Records
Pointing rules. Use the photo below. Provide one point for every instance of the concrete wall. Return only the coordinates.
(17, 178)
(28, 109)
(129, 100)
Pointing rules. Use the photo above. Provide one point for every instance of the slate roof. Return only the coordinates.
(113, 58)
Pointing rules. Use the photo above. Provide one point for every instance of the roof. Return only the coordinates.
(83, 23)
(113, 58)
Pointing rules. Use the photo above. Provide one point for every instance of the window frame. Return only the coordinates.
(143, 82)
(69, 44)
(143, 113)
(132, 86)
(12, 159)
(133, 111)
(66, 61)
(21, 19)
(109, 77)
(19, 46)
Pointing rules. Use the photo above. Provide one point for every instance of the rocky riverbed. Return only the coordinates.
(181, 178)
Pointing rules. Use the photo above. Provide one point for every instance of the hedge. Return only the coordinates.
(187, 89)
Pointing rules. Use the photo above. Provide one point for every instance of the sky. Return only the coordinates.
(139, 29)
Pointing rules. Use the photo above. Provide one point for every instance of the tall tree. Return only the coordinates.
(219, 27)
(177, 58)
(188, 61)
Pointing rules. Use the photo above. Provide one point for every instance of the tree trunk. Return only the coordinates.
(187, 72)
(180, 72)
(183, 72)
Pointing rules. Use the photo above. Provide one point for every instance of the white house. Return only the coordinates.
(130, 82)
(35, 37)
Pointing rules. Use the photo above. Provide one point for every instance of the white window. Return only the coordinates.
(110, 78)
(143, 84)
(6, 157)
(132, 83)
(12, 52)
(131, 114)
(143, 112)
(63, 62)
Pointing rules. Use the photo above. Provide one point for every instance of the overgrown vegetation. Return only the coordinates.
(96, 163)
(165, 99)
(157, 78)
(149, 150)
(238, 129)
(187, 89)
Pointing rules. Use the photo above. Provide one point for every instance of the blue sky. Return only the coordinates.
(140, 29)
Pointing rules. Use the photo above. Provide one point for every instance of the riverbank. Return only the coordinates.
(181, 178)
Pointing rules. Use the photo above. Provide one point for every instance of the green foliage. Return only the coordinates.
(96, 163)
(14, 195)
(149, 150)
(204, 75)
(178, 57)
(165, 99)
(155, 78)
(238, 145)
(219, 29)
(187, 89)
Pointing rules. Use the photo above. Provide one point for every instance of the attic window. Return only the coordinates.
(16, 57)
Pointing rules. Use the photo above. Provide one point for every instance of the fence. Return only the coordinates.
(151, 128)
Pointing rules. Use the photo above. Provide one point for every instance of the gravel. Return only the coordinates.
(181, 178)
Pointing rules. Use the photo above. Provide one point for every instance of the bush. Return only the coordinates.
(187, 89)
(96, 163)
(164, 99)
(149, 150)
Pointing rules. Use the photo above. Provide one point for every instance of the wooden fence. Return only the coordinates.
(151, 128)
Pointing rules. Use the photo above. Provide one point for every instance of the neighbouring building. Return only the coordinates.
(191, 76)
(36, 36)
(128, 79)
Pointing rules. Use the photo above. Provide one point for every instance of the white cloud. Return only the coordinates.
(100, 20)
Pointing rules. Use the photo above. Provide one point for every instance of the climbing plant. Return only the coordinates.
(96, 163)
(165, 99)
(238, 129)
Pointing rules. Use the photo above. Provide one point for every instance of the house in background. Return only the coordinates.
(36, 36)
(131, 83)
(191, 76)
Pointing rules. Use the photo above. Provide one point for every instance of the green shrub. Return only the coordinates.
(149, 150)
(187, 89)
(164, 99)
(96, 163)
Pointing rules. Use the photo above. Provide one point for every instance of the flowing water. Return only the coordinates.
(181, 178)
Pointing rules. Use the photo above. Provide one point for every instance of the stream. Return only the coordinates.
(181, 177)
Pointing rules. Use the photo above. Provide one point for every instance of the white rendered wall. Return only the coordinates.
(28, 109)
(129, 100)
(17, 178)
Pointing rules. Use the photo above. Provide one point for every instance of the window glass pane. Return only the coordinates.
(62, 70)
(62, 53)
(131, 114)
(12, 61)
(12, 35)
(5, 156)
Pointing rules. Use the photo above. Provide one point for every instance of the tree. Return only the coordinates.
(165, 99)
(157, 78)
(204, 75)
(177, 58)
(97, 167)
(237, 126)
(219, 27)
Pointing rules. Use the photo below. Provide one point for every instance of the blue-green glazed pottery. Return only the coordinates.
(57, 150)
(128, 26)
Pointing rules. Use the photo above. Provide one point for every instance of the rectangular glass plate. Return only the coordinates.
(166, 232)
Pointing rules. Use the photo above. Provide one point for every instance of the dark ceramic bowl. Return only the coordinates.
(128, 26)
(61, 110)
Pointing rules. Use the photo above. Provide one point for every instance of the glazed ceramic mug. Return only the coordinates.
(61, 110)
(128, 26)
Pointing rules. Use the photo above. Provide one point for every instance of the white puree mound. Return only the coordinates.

■ Aim ■
Can you extract every line of the listing above and reproduce each one word for word, leaving nothing out?

■ Written answer ■
Pointing rules. Use the photo below. Provide one point for every instance of the concrete wall. Return only the coordinates.
(17, 178)
(28, 109)
(129, 100)
Pointing rules. Use the photo above. Provide one point for every instance of the slate roof. Return only the coordinates.
(113, 58)
Pointing rules. Use the photo above. Provide one point for every instance of the roof. Return only the coordinates.
(83, 23)
(113, 58)
Pointing rules. Use the photo above. Provide one point for every instance of the window frame. Return only the coordinates.
(143, 82)
(69, 44)
(143, 113)
(132, 86)
(12, 159)
(133, 111)
(66, 61)
(21, 19)
(109, 77)
(19, 46)
Pointing rules. Use the photo above. Provide one point for every instance of the rocky riverbed. Return only the coordinates.
(181, 178)
Pointing rules. Use the photo above. Provide one point for every instance of the hedge. Return only the coordinates.
(187, 89)
Pointing rules. Use the photo above. Provide one point for every instance of the sky. Return only the coordinates.
(139, 29)
Pointing rules. Use the photo above. Provide one point for every instance of the tall tree. Return only the coordinates.
(219, 27)
(177, 58)
(188, 61)
Pointing rules. Use the photo above. Provide one point for every instance of the tree trunk. Return only the coordinates.
(187, 72)
(180, 72)
(183, 72)
Pointing rules. Use the photo above. Provide one point for every instance of the white house. Return only the coordinates.
(130, 82)
(35, 37)
Pointing rules. Use the photo above. Provide one point for every instance of the white window. Return only the coordinates.
(110, 78)
(143, 84)
(6, 157)
(132, 83)
(12, 52)
(131, 114)
(143, 112)
(63, 62)
Pointing rules. Use the photo above. Provide one point for every instance of the overgrown vegetation. Return only the coordinates.
(96, 163)
(165, 99)
(157, 78)
(149, 150)
(238, 129)
(187, 89)
Pointing rules. Use the photo above. Provide one point for every instance of the blue sky. Return only the coordinates.
(140, 29)
Pointing rules. Use the photo above. Provide one point for every instance of the riverbank. Return only the coordinates.
(181, 178)
Pointing rules. Use the photo above. Provide one point for every instance of the green foliage. Return only the coordinates.
(96, 163)
(14, 195)
(149, 150)
(204, 75)
(178, 57)
(165, 99)
(155, 78)
(238, 145)
(219, 29)
(187, 89)
Pointing rules. Use the photo above. Provide one point for every instance of the attic window. Return only the coordinates.
(16, 57)
Pointing rules. Use the photo above. Provide one point for every instance of the fence. Return only the coordinates.
(151, 128)
Pointing rules. Use the photo above. Provide one point for every instance of the gravel. Return only the coordinates.
(181, 178)
Pointing rules. Use the photo above. Provide one point for every instance of the bush. Return only the coordinates.
(187, 89)
(96, 163)
(164, 99)
(149, 150)
Pointing rules. Use the photo above. Provide one point for every instance of the wooden fence. Return only the coordinates.
(151, 128)
Pointing rules. Use the photo above. Provide one point for every instance of the neighbouring building. Return only the coordinates.
(191, 76)
(36, 36)
(128, 79)
Pointing rules. Use the photo above. Provide one point for every instance of the white cloud. Return only the coordinates.
(100, 20)
Pointing rules. Use the photo above. Provide one point for every instance of the climbing plant. Return only the coordinates.
(96, 163)
(165, 99)
(238, 129)
Pointing rules. Use the photo above. Provide one point for every instance of the house in background. Return only the coordinates.
(36, 36)
(131, 83)
(191, 76)
Pointing rules. Use the photo above. Provide one point for every instance of the green shrub. Return only the coordinates.
(149, 150)
(187, 89)
(164, 99)
(96, 163)
Pointing rules. Use the photo above. Provide one point for every instance of the flowing water. Return only the coordinates.
(181, 178)
Pointing rules. Use the photo above. Provide one point for every instance of the stream. Return only the coordinates.
(181, 177)
Pointing rules. Use the photo above. Provide one point for every instance of the white rendered wall. Return only the coordinates.
(28, 109)
(129, 100)
(17, 178)
Pointing rules. Use the photo above. Provide one point for every instance of the window glass pane. Return only the coordinates.
(62, 70)
(62, 53)
(131, 114)
(12, 61)
(12, 35)
(5, 156)
Pointing rules. Use the photo above. Provide one point for every instance of the tree. Return only the coordinates.
(165, 99)
(157, 78)
(204, 75)
(177, 58)
(97, 167)
(237, 126)
(219, 27)
Pointing rules. Use the photo below. Provide one point for every instance of the blue-green glazed pottery. Return only the coordinates.
(57, 150)
(128, 26)
Pointing rules. Use the photo above. Provide one point for every instance of the rectangular glass plate. Return only the coordinates.
(166, 232)
Pointing rules. Use the photo above. Provide one point for every instance of the dark ceramic bowl. Return only the coordinates.
(128, 26)
(61, 110)
Pointing rules. Use the photo above. Provide one point for every instance of the glazed ceramic mug. Return only the coordinates.
(61, 110)
(128, 26)
Pointing rules. Use the photo above. Provide one point for every instance of the white puree mound. Return only the coordinates.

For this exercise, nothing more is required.